In a 2 L round-bottomed flask placed on a steam bath and fitted with a stirrer, a separatory funnel, and a reflux condenser is placed 540 g (1.9 moles) of commercial (88%) bromoformNote 1. There is then added 10 mL of a solution of sodium arsenite made by dissolving 230 g. (1.16 moles) of c. p. arsenious oxide and 440 g (11 moles) of sodium hydroxide in 1.4 L of water. The mixture is warmed gently to start the reaction, and then the remainder of the sodium arsenite solution is added during about one hour at such a rate that the solution refluxes gently. When the addition is complete, the flask is heated for four hours on the steam bath. The reaction mixture is distilled with steam, the lower layer of methylene bromide separated, and the water layer extracted once with 100 mL of etherNote 2. The methylene bromide is dried with 10 g of calcium chloride and distilled. The yield of slightly yellow liquid boiling at 97-100C is 290-300 g. (88-90% of the theoretical amount).

Notes

  1. The commercial bromoform used contained 12% alcohol. Its density was 2.59/25C as compared with 2.88/25C for pure bromoform.
  2. The chief function of the extraction is to collect the fine droplets of methylene bromide which remain in the water layer.

Cherrie Baby's Notes on Methylene Bromide

Looking at "Phase Transfer Catalysis" by Starks, Liotta and Halpern (Chapman & Hall, 1994) I open book on page 349 to find three pages of info on the subject of "Bromide-Chloride Exchanges" with 21 references.

As far as phase-transfer catalysis goes I can find no specific mention of the reaction needed, but it looks like it would work with DCM, LiBr and Aliquat 336.

Summary of relevant part:

An equilibrium is established using a phase-transfer catalyst: RCl(l) + M+Br-(aq) ←→ RBr + M+Cl-

Cation dependence results from unequal (or non-proportional) solubilities of MCl and MBr for different kinds of M+ in the aqueous phase. The degree of anion hydration affects both the transferability of halide from aqueous to organic phase and the reactivity after transfer.

DATA ROWS –

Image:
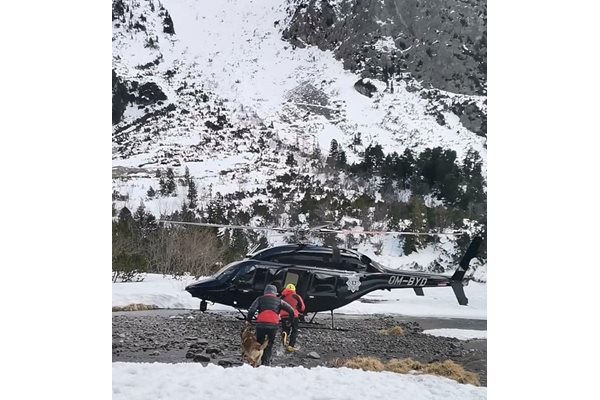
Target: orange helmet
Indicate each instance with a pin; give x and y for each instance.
(291, 286)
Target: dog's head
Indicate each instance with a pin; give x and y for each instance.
(252, 351)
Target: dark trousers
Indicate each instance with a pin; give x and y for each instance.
(291, 330)
(269, 332)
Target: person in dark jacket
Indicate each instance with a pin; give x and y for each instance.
(267, 321)
(290, 296)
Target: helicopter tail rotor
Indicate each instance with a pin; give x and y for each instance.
(463, 266)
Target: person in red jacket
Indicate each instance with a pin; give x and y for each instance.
(269, 307)
(290, 296)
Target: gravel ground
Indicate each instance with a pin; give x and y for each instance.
(192, 336)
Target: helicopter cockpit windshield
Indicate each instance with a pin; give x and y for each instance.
(372, 265)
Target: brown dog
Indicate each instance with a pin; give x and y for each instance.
(252, 350)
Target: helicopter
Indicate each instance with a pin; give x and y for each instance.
(326, 277)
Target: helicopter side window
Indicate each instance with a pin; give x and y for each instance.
(259, 279)
(291, 277)
(244, 281)
(275, 277)
(322, 284)
(306, 259)
(352, 264)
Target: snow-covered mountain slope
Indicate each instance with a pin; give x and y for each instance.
(228, 59)
(214, 87)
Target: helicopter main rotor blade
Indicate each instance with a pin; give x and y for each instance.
(206, 224)
(317, 229)
(350, 232)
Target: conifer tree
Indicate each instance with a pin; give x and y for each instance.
(290, 161)
(151, 193)
(186, 176)
(192, 194)
(171, 186)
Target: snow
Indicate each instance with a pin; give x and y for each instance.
(140, 381)
(437, 302)
(233, 50)
(168, 292)
(461, 334)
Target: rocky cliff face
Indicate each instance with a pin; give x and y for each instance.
(442, 43)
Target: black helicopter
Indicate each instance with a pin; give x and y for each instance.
(326, 277)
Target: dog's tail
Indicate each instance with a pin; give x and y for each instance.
(265, 344)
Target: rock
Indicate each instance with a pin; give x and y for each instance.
(212, 350)
(201, 358)
(365, 87)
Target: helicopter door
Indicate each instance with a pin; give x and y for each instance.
(322, 285)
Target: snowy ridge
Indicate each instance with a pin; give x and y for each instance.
(238, 98)
(232, 51)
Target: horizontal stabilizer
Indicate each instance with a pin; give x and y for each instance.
(459, 292)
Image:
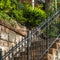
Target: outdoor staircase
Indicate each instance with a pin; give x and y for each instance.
(35, 47)
(35, 52)
(53, 52)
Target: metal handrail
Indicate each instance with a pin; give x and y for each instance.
(42, 26)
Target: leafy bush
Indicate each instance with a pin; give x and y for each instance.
(33, 17)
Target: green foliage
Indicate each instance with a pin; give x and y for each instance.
(22, 13)
(33, 17)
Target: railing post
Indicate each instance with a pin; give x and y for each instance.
(28, 46)
(0, 54)
(47, 33)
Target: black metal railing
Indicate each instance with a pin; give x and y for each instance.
(34, 46)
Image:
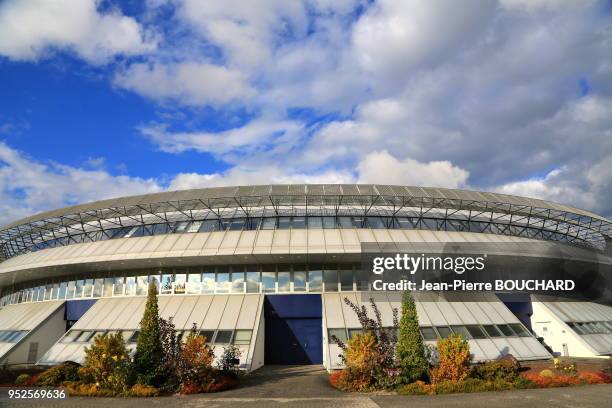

PROBLEMS TO WORK ON –
(a) In the methylene bromide text, what is the chief function of extracting the water layer with ether?
(b) Extend the methylene bromide text, picking up after its final sentence.

RESPONSES PER TASK –
(a) To collect the fine droplets of methylene bromide that remain in the water layer.

(b)
The equilibrium position of the PTC reaction of a primary alkyl chloride with M+Br- (M = Li, Na, K, Ca) to give the alkyl bromide was found to depend strongly on the nature of the cation M+, and the amount of water present1. RCl was converted to RBr in 80-94% yield by treatment with slight excess of LiBr containing 1% water and 5 mol% Aliquat 336 at 85-110C. R-Br was converted to R-Cl by treatment with 25% aq. solutions of metal chlorides containing Aliquat 336 at 95C. Equilibria data is available2. Bulky quaternary salts are the preferred catalysts3,4,5 although even Cetrimide will work6.

It's also possible to make CH2Br2 with just DCM and hydrogen bromide7 or an alkali bromide salt8.

References

  1. Sasson et al. J. Chem. Soc., Chem. Commun. (16) 1250-2 (1986)
  2. Yonovich-Weiss & Sasson. Israel J. Chem. 26, 243-7 (1985)
  3. Forster, J. Chem. Soc. Chem. Comm. 918 (1975)
  4. Starks & Gordon. US Pat. 3899542 (1975)
  5. Gordon, US Pat. 3,696,084 (1972)
  6. Jursic & Branko, Chem. Res., Synop. (4), 104-5 (1989)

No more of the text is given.